### Goal of the exercise
Transcribe the lines below verbatim, skipping the images.

[Records of labeled points]
╭──

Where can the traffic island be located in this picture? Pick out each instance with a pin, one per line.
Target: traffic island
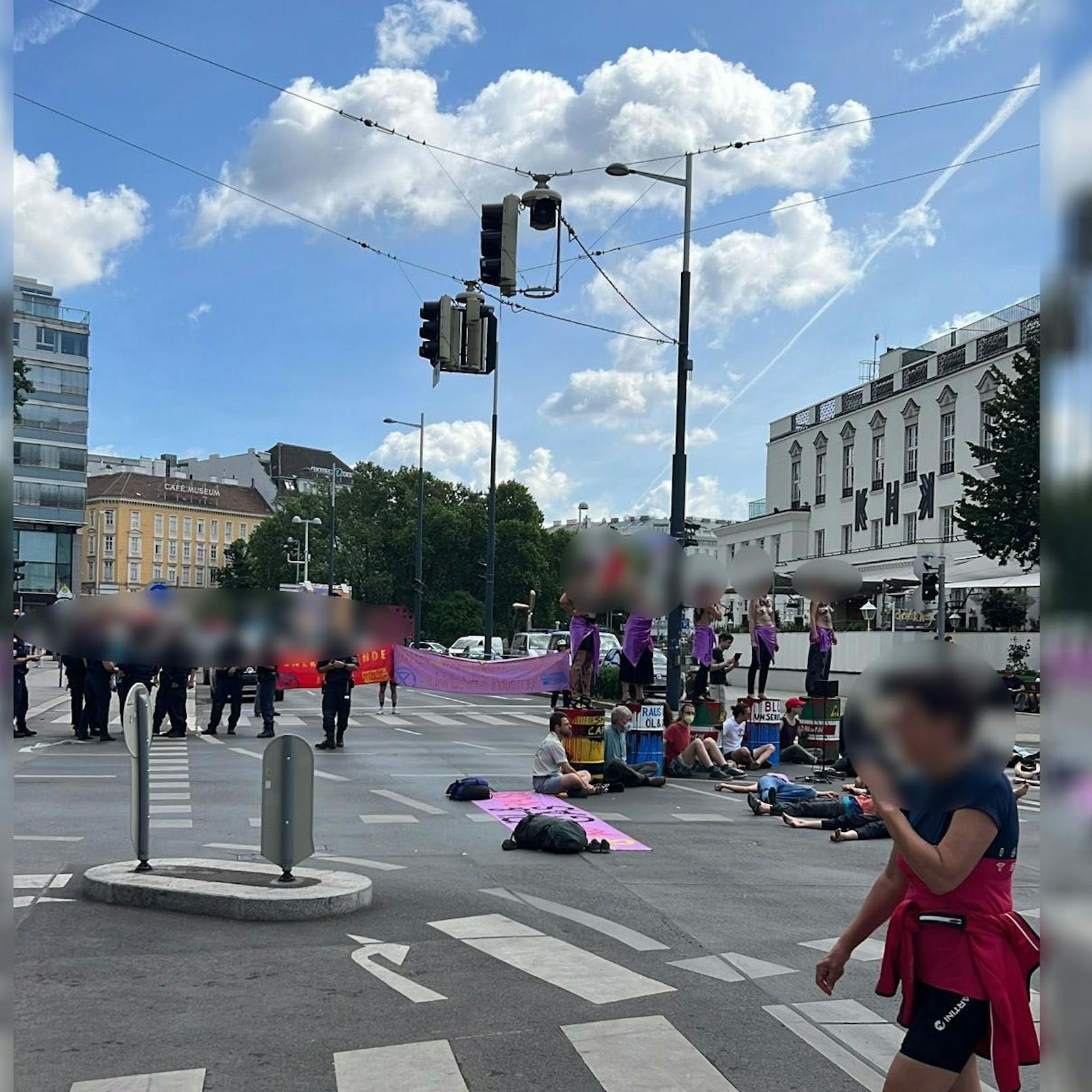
(247, 891)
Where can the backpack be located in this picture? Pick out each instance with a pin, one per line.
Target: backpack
(553, 835)
(470, 789)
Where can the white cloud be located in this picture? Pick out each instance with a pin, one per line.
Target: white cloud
(409, 32)
(62, 237)
(647, 103)
(46, 25)
(459, 451)
(966, 24)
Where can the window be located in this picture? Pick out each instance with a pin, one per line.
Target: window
(948, 523)
(877, 462)
(910, 453)
(948, 443)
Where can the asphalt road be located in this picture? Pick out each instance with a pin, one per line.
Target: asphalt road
(528, 982)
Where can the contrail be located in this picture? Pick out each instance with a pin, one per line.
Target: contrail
(1012, 104)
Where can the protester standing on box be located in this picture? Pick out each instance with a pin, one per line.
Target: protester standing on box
(822, 640)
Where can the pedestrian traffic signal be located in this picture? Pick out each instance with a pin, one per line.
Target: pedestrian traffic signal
(499, 224)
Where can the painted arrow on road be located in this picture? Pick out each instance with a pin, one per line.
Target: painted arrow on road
(393, 953)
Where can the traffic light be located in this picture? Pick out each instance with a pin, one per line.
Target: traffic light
(436, 331)
(930, 587)
(499, 223)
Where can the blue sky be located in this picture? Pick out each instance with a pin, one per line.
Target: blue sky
(218, 326)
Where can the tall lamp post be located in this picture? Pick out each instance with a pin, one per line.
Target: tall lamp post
(418, 551)
(678, 460)
(307, 541)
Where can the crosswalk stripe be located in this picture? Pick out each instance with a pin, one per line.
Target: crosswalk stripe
(409, 1067)
(177, 1081)
(645, 1054)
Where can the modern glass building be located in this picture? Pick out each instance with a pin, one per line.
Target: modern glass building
(51, 441)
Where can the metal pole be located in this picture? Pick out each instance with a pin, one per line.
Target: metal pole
(418, 557)
(491, 535)
(678, 461)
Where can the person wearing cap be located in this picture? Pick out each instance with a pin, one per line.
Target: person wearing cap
(791, 749)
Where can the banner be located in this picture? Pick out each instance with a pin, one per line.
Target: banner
(303, 674)
(455, 675)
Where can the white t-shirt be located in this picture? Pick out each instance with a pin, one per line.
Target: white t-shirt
(732, 734)
(549, 757)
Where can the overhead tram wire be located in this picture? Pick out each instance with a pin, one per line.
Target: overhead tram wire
(401, 262)
(794, 205)
(501, 166)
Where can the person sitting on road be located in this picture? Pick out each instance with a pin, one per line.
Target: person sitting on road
(616, 771)
(684, 751)
(551, 772)
(732, 742)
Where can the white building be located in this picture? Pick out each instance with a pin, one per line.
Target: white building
(872, 474)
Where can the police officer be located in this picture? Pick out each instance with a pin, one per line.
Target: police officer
(266, 697)
(337, 698)
(22, 655)
(97, 701)
(76, 675)
(226, 689)
(174, 682)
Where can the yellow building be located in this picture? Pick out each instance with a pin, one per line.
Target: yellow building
(142, 528)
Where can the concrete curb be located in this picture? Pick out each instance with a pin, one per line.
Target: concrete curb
(333, 893)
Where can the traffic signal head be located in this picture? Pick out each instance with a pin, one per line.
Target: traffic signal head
(499, 225)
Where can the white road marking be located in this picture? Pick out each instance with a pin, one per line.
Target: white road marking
(407, 1067)
(409, 801)
(177, 1081)
(565, 966)
(870, 949)
(629, 937)
(645, 1054)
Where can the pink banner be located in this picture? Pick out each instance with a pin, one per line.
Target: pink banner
(509, 808)
(455, 675)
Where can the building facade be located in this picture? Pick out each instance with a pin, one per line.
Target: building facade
(142, 528)
(49, 441)
(872, 475)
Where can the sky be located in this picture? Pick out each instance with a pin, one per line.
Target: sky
(220, 324)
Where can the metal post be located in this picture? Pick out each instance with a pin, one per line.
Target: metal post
(491, 535)
(420, 551)
(678, 461)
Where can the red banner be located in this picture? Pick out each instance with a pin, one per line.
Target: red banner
(298, 673)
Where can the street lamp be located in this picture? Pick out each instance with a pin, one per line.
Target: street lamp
(678, 460)
(307, 541)
(418, 551)
(868, 611)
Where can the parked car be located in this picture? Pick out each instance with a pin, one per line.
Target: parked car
(473, 648)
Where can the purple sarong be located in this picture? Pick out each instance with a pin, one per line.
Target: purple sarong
(702, 645)
(636, 637)
(579, 628)
(768, 635)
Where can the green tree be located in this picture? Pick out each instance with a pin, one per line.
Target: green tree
(237, 570)
(1001, 514)
(22, 386)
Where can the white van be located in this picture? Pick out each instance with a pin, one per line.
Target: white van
(473, 648)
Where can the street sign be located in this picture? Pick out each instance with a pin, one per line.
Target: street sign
(136, 728)
(287, 803)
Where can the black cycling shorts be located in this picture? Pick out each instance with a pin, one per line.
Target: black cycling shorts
(946, 1029)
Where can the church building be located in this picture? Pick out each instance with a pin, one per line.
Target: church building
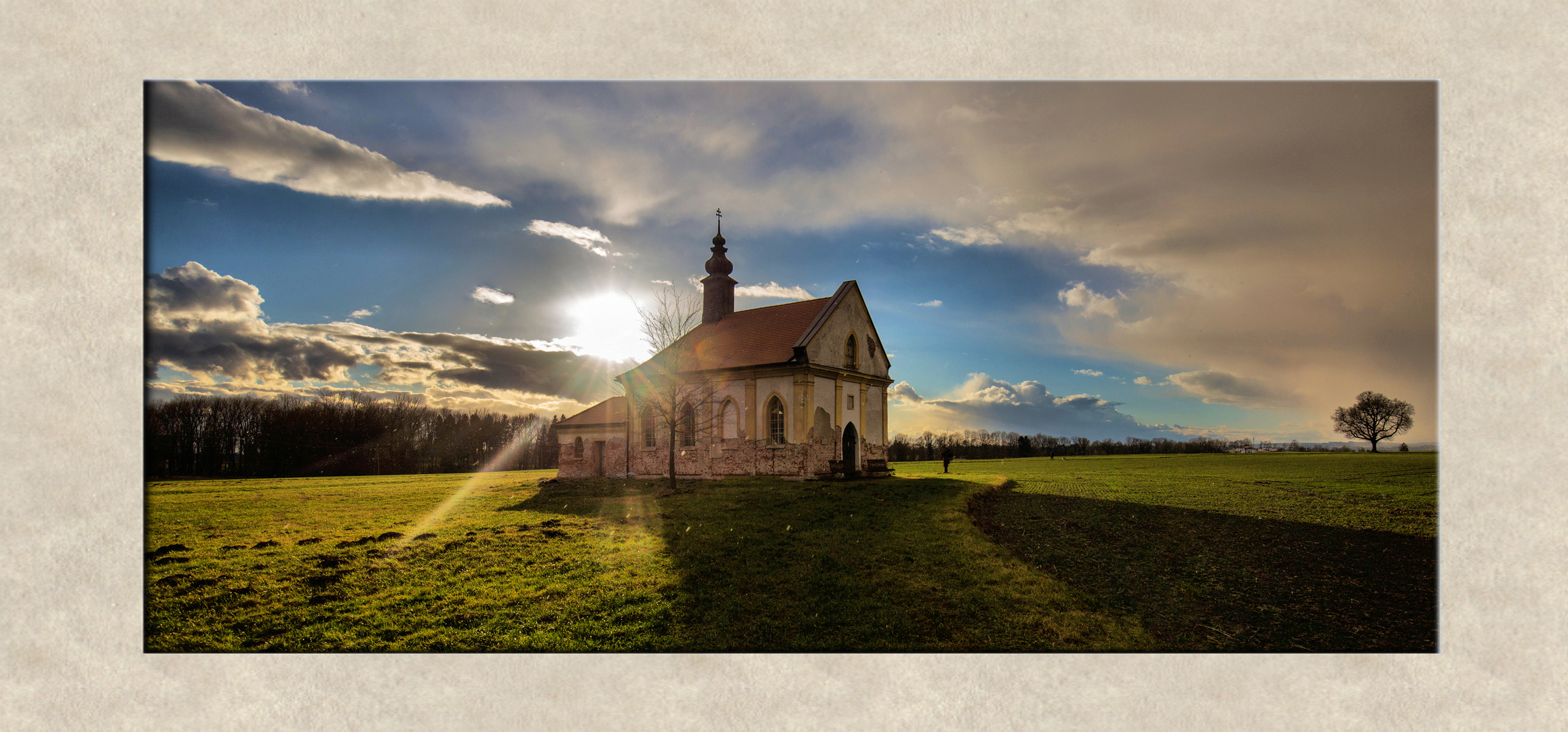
(772, 391)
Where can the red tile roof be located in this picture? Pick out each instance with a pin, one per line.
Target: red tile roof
(751, 338)
(610, 411)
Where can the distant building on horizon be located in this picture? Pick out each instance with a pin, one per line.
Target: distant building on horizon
(786, 389)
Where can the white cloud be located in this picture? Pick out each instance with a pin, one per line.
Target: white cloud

╰──

### Correct answer
Where can the traffic island be located in this picture? Pick out each instance with a pin, one per line.
Target: traffic island
(247, 891)
Where can the backpack be located in this picture? Pick out each instance with a pin, one per line.
Target: backpack
(553, 835)
(470, 789)
Where can the white cloud be located in this picture? Pick out each instance with a pin, one per line.
Target: white cloud
(409, 32)
(62, 237)
(647, 103)
(46, 25)
(459, 451)
(966, 24)
Where can the window be located in this picture? Pick out each instance with a pin, one per line.
Target: window
(948, 523)
(877, 462)
(910, 453)
(948, 443)
Where can the asphalt road be located in this picture? Pick out each instance with a pin, one per line.
Target: asphalt road
(528, 982)
Where can the contrail be located in this picture? Pick out each instance with a pin, one per line.
Target: contrail
(1012, 104)
Where can the protester standing on box be located in this picture? Pick out each instance with a pin, one per line.
Target: protester standing on box
(822, 640)
Where can the pedestrian traffic signal be located in this picture? Pick out each instance with a pin, one per line.
Target: pedestrian traffic signal
(499, 224)
Where can the painted arrow on road be located in this picture? Pick out each instance with a pin, one per line.
Target: painted arrow on road
(393, 953)
Where can the traffic light be located in this picture? Pick out each instance with a pin, one per line.
Target: traffic light
(436, 331)
(930, 587)
(499, 223)
Where can the blue sky be located in this picture? Pick out each instance with a pin, one per line.
Target: blue sky
(218, 326)
Where can the tall lamp post be located in this picture? Pick out each instance with a pin, one per line.
Target: tall lamp post
(418, 551)
(678, 460)
(307, 541)
Where can the crosswalk stripe be located in this picture? Pick out each instance with a pin, one per line.
Target: crosswalk stripe
(409, 1067)
(177, 1081)
(645, 1054)
Where can the modern glass building be located in this picture? Pick out each instance with a pin, one per line.
Target: modern glass building
(51, 441)
Where can the metal pole be located in this picture? Pick out each instance with a pin, one per line.
Target: metal pole
(418, 557)
(491, 535)
(678, 461)
Where can the person wearing cap be located in this picture? Pick out each instance with a pin, one per line.
Target: person wearing cap
(791, 749)
Where can the banner be located in this picture? Pick out each instance with a pin, one per line.
Target: banner
(303, 674)
(455, 675)
Where can the white t-shirt be located in this picture? Pick out each instance with a pin, one per line.
Target: white t-shirt
(732, 734)
(549, 757)
Where can the overhead tram wire be located in this picture? Pick out each instance with a pin, one per line.
Target: overhead tram wire
(401, 262)
(794, 205)
(501, 166)
Where can the person sitting on road be located in this picture? Pick out each instance with a pin, one per line.
Target: person sitting on road
(616, 771)
(684, 751)
(551, 772)
(732, 742)
Where can the white building be located in this picture? Pick out each instance with a pin, one per line.
Target: white building
(872, 474)
Where can the police officer be located in this picture? Pick out each instance with a pin, one per line.
Target: police officer
(266, 697)
(337, 698)
(22, 655)
(97, 701)
(76, 675)
(226, 689)
(174, 682)
Where can the yellow building be located in this picture? Pick out each instance with a pin, one per line.
Target: yellow building
(142, 528)
Where can the concrete curb be located in this picture? Pick out each instance with a pin, one per line.
Target: concrete curb
(333, 893)
Where can the traffic signal head be located in this picture? Pick out each instance with a pin, one per line.
Target: traffic signal head
(499, 225)
Where can the white road marking be located in this picture? Pick out each instance with a pin, one per line.
Target: white road marking
(407, 1067)
(409, 801)
(177, 1081)
(565, 966)
(870, 949)
(629, 937)
(645, 1054)
Where can the pink banner be located in this picture? Pick out each instance with a pin, one per line.
Target: pink banner
(509, 808)
(455, 675)
Where can the building facade be located in this picture? Pick out each instance with a pin, one per line.
Target: building facade
(142, 528)
(49, 441)
(872, 475)
Where can the sky be located in this picture? Pick out each instance with a pin, one per line.
Target: sky
(220, 324)
Where can the metal post be located in this picture? Pick out each instance with a pin, one per line.
Target: metal post
(491, 535)
(420, 551)
(678, 461)
Where can the red banner be located in this picture? Pick out each instance with a pin, one per line.
Target: red banner
(298, 673)
Where can the street lamp be located in this picture? Pick out each instance with a pin, one per line.
Target: street lamp
(678, 460)
(307, 541)
(418, 551)
(868, 611)
Where can the parked car be located in this picture? Pick out each instance with a pin, one per line.
Target: parked car
(473, 648)
Where can the purple sarong be located in this picture? Pick out each instance with a pin, one per line.
Target: purple sarong
(702, 645)
(636, 637)
(579, 628)
(768, 635)
Where can the green tree be located in this picture? Pick out each instance with a pin, one per line.
Target: green tree
(237, 570)
(1001, 514)
(22, 386)
Where can the white van be located in this picture? Pick out each instance with a pin, one per line.
Target: white van
(473, 648)
Where can the street sign be located in this picture? Pick out each instance with a pin, one per line.
Target: street sign
(136, 728)
(287, 803)
Where can the black cycling shorts be located in this picture? Pick out each instance with a pin, one per line.
Target: black cycling shorts
(946, 1029)
Where can the church building be located in this picture? Pick out each instance with a pin, one per line.
Target: church building
(772, 391)
Where can the red tile roof be located in this picture? Pick out each instance with a pin, one per line.
Target: red tile roof
(751, 338)
(610, 411)
Where can the distant building on horizon be located in this picture? Pick out each instance with a pin, one per line.
Target: distant building on horizon
(786, 389)
Where can the white cloud be located in this picture? Pick out each instance with a pin, one per line.
Target: white cloud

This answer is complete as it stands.